• _What to do_:
1) From the artist bio, write out the stretch from "During his fine-art" through "and private collections.".
2) Turn the artist bio paragraph beginning "He taught at the University of the Arts" into a short list that keeps its main facts.
3) Using the artist bio, decide whether each statement agrees with it, answering yes or no and quoting the words that settle it: (a) He began painting from nature at thirteen. (b) His bachelor's degree from the University of Wisconsin is in biology. (c) He has kept a summer studio in coastal Maine.

Artist Bio
John D. Woolsey grew up in southern Wisconsin where he spent much of his time exploring the rich natural world around him. At age thirteen, he started to paint from nature. As a teenager he was an avid bird-watcher and at the age 16 had his first job as a scientific artist. His art has explored the natural world since then, first painting the landscape broadly and then focusing on its myriad details. With the natural world as his subject, his work explores the themes of the scale of time, upheaval, dissolution, transformation, and renewal.
John studied art and biology at the University of Wisconsin (BS, Art) and painting and at the University of Pennsylvania (BFA, MFA) where he studied with Neil Welliver, Alex Katz, Elaine de Kooning, Hitoshi Nakazato, James Brooks, Yvonne Jacquette, Rackstraw Downes and others.
He taught at the University of the Arts and the Moore College of Art and Design in Philadelphia. He had a long career as a scientific illustrator and a developer of art programs for many best-selling college science texts, and he developed science animations and interactive multimedia projects in the life sciences.
During his fine-art career, he has had over 20 one-person exhibitions and exhibited in many group shows throughout the US and internationally. His work is represented in many pubic and private collections.
John maintains a studio in Philadelphia and has had a summer studio in a small village in coastal Maine for many years.

(Stored data entries)
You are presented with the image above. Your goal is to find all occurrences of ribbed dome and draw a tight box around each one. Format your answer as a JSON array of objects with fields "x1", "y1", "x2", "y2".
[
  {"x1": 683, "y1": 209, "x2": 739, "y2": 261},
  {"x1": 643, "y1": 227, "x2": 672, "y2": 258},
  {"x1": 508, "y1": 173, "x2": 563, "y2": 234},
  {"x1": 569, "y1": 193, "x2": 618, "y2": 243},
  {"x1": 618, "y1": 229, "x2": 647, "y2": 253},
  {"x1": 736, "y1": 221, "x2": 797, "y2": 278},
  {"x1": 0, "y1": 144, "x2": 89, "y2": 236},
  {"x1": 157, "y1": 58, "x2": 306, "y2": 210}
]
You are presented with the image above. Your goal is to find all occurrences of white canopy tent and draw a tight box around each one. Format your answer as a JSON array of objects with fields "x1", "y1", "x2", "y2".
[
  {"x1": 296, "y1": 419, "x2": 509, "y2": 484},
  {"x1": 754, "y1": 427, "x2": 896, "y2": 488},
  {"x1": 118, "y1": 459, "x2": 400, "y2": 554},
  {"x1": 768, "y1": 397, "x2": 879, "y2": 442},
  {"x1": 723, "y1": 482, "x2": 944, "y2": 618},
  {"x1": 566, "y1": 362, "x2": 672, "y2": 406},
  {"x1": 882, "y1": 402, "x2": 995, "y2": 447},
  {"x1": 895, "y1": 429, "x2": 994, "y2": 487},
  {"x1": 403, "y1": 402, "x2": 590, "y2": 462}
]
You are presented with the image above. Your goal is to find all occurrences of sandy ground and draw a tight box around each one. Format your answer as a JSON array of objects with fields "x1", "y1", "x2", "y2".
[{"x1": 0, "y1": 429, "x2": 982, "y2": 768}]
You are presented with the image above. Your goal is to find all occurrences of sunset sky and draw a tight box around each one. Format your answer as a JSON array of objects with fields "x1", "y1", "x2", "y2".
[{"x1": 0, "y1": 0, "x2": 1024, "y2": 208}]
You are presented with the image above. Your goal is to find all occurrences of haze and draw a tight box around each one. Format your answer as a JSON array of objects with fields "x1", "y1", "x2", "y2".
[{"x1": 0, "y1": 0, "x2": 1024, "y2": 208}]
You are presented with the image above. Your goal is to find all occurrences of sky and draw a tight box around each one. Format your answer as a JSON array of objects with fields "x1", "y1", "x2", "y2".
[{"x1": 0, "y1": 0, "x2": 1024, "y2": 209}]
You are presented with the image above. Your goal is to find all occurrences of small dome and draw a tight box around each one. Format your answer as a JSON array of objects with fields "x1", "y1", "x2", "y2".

• _Task results_:
1)
During his fine-art career, he has had over 20 one-person exhibitions and exhibited in many group shows throughout the US and internationally. His work is represented in many pubic and private collections.

2)
- Taught at the University of the Arts and the Moore College of Art and Design in Philadelphia
- Had a long career as a scientific illustrator
- Developed art programs for many best-selling college science texts
- Developed science animations and interactive multimedia projects in the life sciences

3)
(a) Yes: "At age thirteen, he started to paint from nature."
(b) No: "University of Wisconsin (BS, Art)"
(c) Yes: "has had a summer studio in a small village in coastal Maine for many years"